== WRITTEN PROBLEM ==
Update the rows below by replacing every "instance" with "occurrence" and leaving all other text unchanged. Omit the pictures from your answer.
** BEGIN ENTRIES SHOWN **
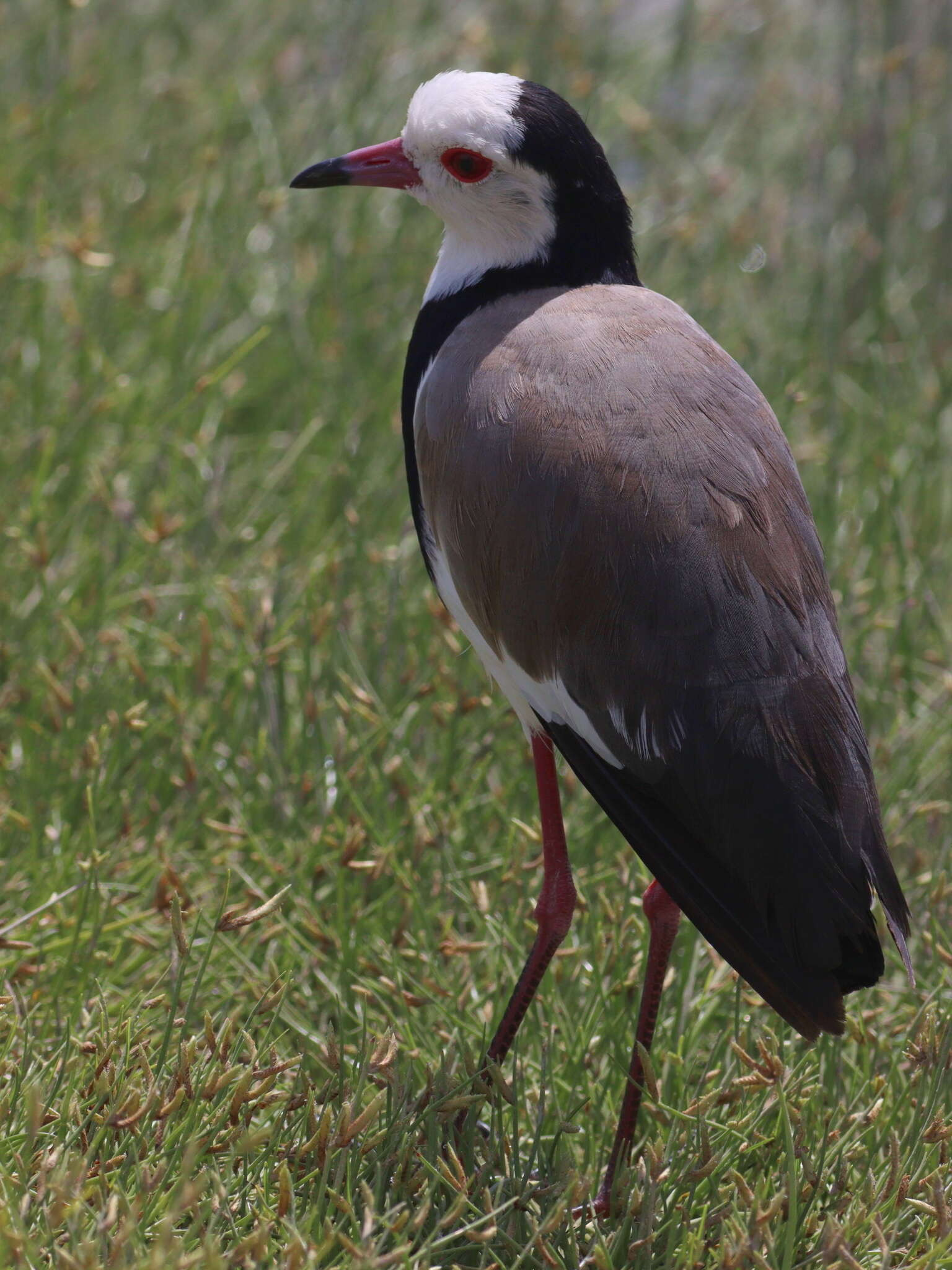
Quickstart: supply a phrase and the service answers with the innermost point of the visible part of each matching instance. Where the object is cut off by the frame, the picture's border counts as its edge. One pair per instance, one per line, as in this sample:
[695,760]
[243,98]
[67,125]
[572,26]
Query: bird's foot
[594,1208]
** END ENTRIES SHOWN **
== RESPONSE TO THE EXERCISE ==
Quickstart: supply a phrase and the service answers with the innermost point of the visible part of each matching occurrence. Where the object is cut off by the frame, the picture's border counts as its edge. One pair per occurrence, one per line, as in this sample:
[695,760]
[243,98]
[67,125]
[572,26]
Query: bird's foot
[594,1208]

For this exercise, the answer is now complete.